(DATA TO USE begins)

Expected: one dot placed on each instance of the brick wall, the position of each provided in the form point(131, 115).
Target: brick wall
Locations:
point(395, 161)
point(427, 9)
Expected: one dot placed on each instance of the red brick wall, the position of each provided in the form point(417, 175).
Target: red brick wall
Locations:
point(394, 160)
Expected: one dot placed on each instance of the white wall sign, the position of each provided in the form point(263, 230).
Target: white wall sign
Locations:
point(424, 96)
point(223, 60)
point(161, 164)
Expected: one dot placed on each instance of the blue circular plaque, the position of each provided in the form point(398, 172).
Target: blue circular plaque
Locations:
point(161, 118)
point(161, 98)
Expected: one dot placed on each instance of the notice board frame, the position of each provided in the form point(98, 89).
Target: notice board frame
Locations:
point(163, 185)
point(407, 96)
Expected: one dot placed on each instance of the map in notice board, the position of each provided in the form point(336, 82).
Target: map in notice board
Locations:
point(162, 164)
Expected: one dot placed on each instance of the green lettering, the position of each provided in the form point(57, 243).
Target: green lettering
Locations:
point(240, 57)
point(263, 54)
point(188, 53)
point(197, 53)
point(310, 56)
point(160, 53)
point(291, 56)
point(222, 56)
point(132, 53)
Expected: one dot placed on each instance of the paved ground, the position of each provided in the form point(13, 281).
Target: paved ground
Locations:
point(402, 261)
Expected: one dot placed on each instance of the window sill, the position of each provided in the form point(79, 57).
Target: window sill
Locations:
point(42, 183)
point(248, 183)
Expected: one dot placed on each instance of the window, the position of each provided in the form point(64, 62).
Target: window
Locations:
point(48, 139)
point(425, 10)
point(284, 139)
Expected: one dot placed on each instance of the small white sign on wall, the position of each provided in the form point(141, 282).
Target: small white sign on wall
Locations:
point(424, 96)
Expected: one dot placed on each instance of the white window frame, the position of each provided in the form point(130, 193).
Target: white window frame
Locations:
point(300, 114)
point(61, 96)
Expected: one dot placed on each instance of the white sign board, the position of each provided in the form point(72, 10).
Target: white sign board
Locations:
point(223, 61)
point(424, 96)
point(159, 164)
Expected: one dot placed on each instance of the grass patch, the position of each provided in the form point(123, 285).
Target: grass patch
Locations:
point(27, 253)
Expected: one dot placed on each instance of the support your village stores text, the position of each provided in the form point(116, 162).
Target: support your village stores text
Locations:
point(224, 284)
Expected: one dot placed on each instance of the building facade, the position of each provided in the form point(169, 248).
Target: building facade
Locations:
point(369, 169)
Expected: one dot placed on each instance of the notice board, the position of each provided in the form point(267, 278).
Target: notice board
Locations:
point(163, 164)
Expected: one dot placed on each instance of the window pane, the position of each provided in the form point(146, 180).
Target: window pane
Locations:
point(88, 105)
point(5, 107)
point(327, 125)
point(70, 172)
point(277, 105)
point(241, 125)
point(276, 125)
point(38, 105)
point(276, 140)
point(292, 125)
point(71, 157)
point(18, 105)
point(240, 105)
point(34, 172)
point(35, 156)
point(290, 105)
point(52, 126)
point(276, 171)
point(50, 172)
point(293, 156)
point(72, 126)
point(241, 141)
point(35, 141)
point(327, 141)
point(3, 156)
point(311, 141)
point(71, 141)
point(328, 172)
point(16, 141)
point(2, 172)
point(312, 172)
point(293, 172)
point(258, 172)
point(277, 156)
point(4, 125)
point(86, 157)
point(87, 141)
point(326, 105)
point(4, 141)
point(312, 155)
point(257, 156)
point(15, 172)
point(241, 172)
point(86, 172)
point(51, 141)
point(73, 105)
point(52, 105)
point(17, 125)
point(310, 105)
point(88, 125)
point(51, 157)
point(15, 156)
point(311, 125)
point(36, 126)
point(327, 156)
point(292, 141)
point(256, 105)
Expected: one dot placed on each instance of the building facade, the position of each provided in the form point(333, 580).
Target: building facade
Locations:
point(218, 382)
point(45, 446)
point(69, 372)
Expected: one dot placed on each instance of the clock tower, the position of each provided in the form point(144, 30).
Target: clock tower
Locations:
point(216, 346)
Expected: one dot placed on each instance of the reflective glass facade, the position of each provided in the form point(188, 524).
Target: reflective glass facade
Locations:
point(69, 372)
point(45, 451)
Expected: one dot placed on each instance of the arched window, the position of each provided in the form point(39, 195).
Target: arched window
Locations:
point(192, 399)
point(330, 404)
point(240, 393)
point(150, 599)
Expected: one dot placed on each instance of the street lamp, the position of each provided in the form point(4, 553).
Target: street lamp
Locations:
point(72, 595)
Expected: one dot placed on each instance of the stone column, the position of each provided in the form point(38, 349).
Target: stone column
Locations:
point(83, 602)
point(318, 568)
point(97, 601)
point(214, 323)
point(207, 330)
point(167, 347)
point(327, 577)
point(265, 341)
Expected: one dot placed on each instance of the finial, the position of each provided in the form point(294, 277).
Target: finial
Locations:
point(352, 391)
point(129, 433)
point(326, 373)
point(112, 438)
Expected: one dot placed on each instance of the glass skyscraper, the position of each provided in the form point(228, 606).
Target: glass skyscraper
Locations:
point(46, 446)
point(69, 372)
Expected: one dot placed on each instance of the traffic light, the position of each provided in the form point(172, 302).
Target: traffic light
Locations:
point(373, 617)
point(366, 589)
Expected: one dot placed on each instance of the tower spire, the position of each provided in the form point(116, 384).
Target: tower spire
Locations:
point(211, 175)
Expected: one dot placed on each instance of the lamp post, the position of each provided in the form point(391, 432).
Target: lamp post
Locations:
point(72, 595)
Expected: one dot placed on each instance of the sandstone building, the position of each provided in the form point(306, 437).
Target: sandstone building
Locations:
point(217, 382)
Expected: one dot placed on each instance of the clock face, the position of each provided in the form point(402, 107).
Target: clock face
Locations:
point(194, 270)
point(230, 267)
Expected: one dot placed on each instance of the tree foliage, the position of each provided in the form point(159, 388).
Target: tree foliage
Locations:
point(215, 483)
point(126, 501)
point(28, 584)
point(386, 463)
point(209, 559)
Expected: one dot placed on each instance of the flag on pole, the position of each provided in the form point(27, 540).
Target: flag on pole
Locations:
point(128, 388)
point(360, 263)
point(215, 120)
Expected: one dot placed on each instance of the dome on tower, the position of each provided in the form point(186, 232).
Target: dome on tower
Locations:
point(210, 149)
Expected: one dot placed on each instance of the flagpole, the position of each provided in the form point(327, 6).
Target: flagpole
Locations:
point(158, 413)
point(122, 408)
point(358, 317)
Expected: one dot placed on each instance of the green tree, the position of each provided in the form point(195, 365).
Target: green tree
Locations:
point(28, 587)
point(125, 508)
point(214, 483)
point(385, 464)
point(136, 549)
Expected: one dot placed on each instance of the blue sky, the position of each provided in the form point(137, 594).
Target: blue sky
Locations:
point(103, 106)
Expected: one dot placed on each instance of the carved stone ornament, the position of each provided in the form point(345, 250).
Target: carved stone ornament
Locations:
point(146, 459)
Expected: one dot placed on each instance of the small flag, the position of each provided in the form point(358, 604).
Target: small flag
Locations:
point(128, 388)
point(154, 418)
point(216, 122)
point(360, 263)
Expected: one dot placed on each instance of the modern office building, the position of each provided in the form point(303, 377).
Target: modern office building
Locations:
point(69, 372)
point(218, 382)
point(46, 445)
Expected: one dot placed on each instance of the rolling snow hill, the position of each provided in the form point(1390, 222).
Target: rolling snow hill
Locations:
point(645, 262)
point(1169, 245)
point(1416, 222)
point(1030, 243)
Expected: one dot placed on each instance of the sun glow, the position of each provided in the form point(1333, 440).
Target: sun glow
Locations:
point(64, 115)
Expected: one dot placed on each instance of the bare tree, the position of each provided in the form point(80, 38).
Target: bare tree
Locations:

(DATA TO USE ends)

Type the records out again. Match them exactly.

__EXERCISE OUTPUT__:
Expected: one dot placed on each instance of the brick wall, the position of each provided in the form point(131, 115).
Target: brick wall
Locations:
point(395, 161)
point(427, 9)
Expected: one dot placed on each instance of the red brick wall, the position of each provided in the form point(417, 175).
Target: red brick wall
Locations:
point(394, 160)
Expected: one dot placed on each instance of the white wall sign, the position of each provided in the form point(263, 230).
Target: white wall sign
Locations:
point(424, 96)
point(223, 60)
point(161, 164)
Expected: one dot placed on each instance of the blue circular plaque, the position of each provided in the form point(398, 172).
Target: blue circular plaque
Locations:
point(161, 118)
point(161, 98)
Expected: one dot placed on each instance of the notice board frame, the position of each provided in the form point(98, 89).
Target: notice board frame
Locations:
point(163, 185)
point(407, 96)
Expected: one dot placed on each instance of the map in notice board, the position of each provided in the form point(336, 82).
Target: map in notice board
Locations:
point(162, 164)
Expected: one dot placed on each instance of the green lettering, the position of each provided in the form point(57, 243).
Target: green lettering
Locations:
point(240, 57)
point(263, 54)
point(188, 53)
point(197, 53)
point(310, 56)
point(160, 53)
point(291, 56)
point(222, 56)
point(132, 53)
Expected: one dot placed on each instance of the paved ground, the position of each provided in the form point(13, 281).
Target: paved ground
Locations:
point(402, 261)
Expected: one dot placed on each instance of the window sill, the position of each provided in the form point(79, 57).
Target: window sill
Locations:
point(42, 183)
point(248, 183)
Expected: one dot placed on each instance of the window, the position of each provided in the form point(64, 62).
Target: window
Locations:
point(48, 139)
point(425, 10)
point(284, 139)
Expected: one dot placed on each instance of the small white sign on wall, the position of each provided in the form point(141, 282).
Target: small white sign on wall
Locations:
point(424, 96)
Expected: one dot placed on each instance of the white window frame, the position of each provided in the form point(130, 193).
Target: white window frame
Locations:
point(300, 114)
point(61, 96)
Expected: one dot placed on each instance of the white sign board, the position of each provided in the form point(72, 10).
Target: white sign board
Locations:
point(223, 61)
point(424, 96)
point(159, 164)
Expected: one dot placed on each instance of the grass patch, the position of each provided in the form point(123, 285).
Target: grass patch
Locations:
point(27, 253)
Expected: one dot placed on each instance of the support your village stores text, the position of each provided in the form point(116, 162).
Target: support your village stores text
Locations:
point(224, 284)
Expected: one dot placed on each instance of the building facade, the position of each provided in the form point(169, 248).
Target: building facade
Locations:
point(369, 169)
Expected: one dot placed on each instance of the notice board, the position of each provided in the form point(267, 278).
Target: notice board
Locations:
point(163, 164)
Expected: one dot placed on each instance of the window pane, the position of each provided in the form point(146, 180).
Target: window pane
Locations:
point(88, 105)
point(5, 107)
point(327, 125)
point(70, 172)
point(277, 105)
point(241, 125)
point(276, 125)
point(38, 105)
point(276, 140)
point(292, 125)
point(71, 157)
point(18, 105)
point(240, 105)
point(34, 172)
point(35, 156)
point(290, 105)
point(52, 126)
point(276, 171)
point(50, 172)
point(293, 156)
point(72, 126)
point(241, 141)
point(35, 141)
point(327, 141)
point(3, 156)
point(311, 141)
point(71, 141)
point(328, 172)
point(16, 141)
point(2, 172)
point(312, 172)
point(293, 172)
point(258, 172)
point(277, 156)
point(4, 125)
point(86, 157)
point(87, 141)
point(326, 105)
point(4, 141)
point(312, 155)
point(257, 156)
point(15, 172)
point(241, 172)
point(86, 172)
point(51, 141)
point(73, 105)
point(52, 105)
point(17, 125)
point(310, 105)
point(88, 125)
point(51, 157)
point(15, 156)
point(311, 125)
point(36, 126)
point(327, 156)
point(292, 141)
point(256, 105)
Expected: one dot placed on each instance of the building facade, the position of each provided in the form point(333, 580).
Target: building facade
Locations:
point(218, 382)
point(45, 446)
point(69, 372)
Expected: one dot placed on each instance of the clock tower, the position of each provided in the form point(144, 30).
Target: clock tower
Locations:
point(216, 346)
Expected: one dot placed on each instance of the reflective glass facade, the position of each provided in the form point(188, 524).
Target: reflective glass facade
Locations:
point(69, 372)
point(45, 451)
Expected: one dot placed on each instance of the arched window, the position of each provided in the form point(39, 195).
Target: arched window
Locations:
point(192, 399)
point(330, 404)
point(240, 393)
point(150, 599)
Expected: one dot placed on each instance of the street lamp, the position of each provided in the form point(4, 553).
Target: street lamp
Locations:
point(72, 595)
Expected: one dot placed on each instance of the stone column, the position of each provided in the form point(38, 349).
Target: stone column
Locations:
point(83, 602)
point(318, 568)
point(97, 601)
point(214, 323)
point(207, 330)
point(167, 347)
point(327, 577)
point(265, 341)
Expected: one dot placed on each instance of the finial, the position of each provided in the form point(294, 277).
Target: finial
Locations:
point(352, 391)
point(129, 433)
point(326, 373)
point(112, 438)
Expected: one dot placed on each instance of the glass skyscraper, the position of each provided in the form point(228, 606).
Target: glass skyscraper
Locations:
point(46, 446)
point(69, 372)
Expected: one dot placed on each instance of the traffic light, the position of each provided in the form point(172, 302).
Target: traffic light
Locations:
point(373, 617)
point(366, 589)
Expected: one dot placed on each instance of the tower spire, the position of each provided in the form point(116, 384).
Target: tower spire
Locations:
point(211, 175)
Expected: one dot placed on each instance of the lamp post, the position of each provided in the form point(391, 432).
Target: lamp post
Locations:
point(72, 595)
Expected: one dot placed on each instance of the sandstone building, the position of each provided in the form point(306, 437).
Target: sandstone building
Locations:
point(217, 382)
Expected: one dot placed on each instance of the clock face, the position of each provided in the form point(402, 107).
Target: clock face
Locations:
point(194, 270)
point(230, 267)
Expected: one dot placed on each instance of the tree foliage, the position of each provided in the form point(159, 388).
Target: tree foliage
Locations:
point(215, 483)
point(126, 501)
point(28, 584)
point(386, 463)
point(209, 559)
Expected: one dot placed on each instance of the flag on pole, the position of each provided in the form point(27, 540).
Target: flag on pole
Locations:
point(128, 388)
point(360, 263)
point(215, 120)
Expected: one dot placed on each instance of the dome on tower, the position of each provided in the form point(186, 232).
Target: dome on tower
Locations:
point(210, 149)
Expected: one dot placed on each instance of the flagpole, the position of each provided in the form point(327, 6).
Target: flagpole
Locations:
point(158, 413)
point(122, 408)
point(358, 317)
Expected: one dot placed on each instance of the green tree, the position of each provided in the form point(195, 365).
Target: green tree
Locations:
point(28, 587)
point(125, 508)
point(214, 483)
point(385, 464)
point(136, 549)
Expected: one dot placed on each instance of the blue sky, the position of each provided in the form point(137, 594).
Target: blue sky
Locations:
point(103, 106)
Expected: one dot placed on each instance of the carved stone ornament, the position of each provided in the form point(345, 250).
Target: carved stone ornament
Locations:
point(146, 459)
Expected: one dot placed on each instance of the small flag, the position of each provided in the form point(358, 604).
Target: small flag
Locations:
point(128, 388)
point(154, 418)
point(216, 122)
point(360, 263)
Expected: one dot placed on each instance of the modern office building, the position of each provided in the form point(303, 377).
Target: modern office building
Locations:
point(69, 372)
point(218, 382)
point(46, 445)
Expected: one dot placed on each instance of the rolling snow hill, the position of each provided in the form point(1390, 222).
Target: rolling snow hill
Locations:
point(645, 262)
point(1169, 245)
point(1416, 222)
point(1030, 243)
Expected: one dot placed on each instance of the sun glow, the position of each provided in the form point(1333, 440).
Target: sun glow
Locations:
point(64, 115)
Expected: one dot placed on each instance of the bare tree, the position of each provided in the form point(80, 38).
Target: bare tree
Locations:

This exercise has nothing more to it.